*Short problem*. Copy the part of the data below that opens with the line containing "task | place a point on the green" and closes with the line containing "x=344, y=497", keeping both of those lines.

--- Start Material provided ---

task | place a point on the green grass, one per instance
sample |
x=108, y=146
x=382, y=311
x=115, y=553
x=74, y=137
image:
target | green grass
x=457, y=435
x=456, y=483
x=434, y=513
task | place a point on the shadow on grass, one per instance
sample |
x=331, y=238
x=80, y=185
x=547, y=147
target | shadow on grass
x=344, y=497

--- End Material provided ---
--- Start Material provided ---

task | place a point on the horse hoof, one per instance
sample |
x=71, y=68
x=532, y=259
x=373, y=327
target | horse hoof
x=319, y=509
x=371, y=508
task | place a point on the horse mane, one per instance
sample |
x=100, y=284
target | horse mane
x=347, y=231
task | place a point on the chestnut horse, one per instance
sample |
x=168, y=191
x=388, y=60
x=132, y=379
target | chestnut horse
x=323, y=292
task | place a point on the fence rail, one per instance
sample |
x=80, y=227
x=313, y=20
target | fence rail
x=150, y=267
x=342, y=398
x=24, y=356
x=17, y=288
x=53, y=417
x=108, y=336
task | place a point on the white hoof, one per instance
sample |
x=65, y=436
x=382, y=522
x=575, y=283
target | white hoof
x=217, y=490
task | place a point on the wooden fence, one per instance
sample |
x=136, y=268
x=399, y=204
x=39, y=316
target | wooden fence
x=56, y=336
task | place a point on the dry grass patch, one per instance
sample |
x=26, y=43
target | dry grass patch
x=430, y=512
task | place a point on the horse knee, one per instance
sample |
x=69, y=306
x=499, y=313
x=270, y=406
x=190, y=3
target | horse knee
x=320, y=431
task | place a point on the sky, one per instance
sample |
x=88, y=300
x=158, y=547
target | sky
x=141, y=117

--- End Material provided ---

*Solution for this problem*.
task | place a point on the green grass, one per instance
sample |
x=108, y=146
x=382, y=311
x=115, y=553
x=74, y=137
image:
target | green grass
x=457, y=435
x=456, y=483
x=434, y=513
task | place a point on the shadow on grass, one per instance
sample |
x=331, y=238
x=80, y=185
x=547, y=147
target | shadow on grass
x=344, y=497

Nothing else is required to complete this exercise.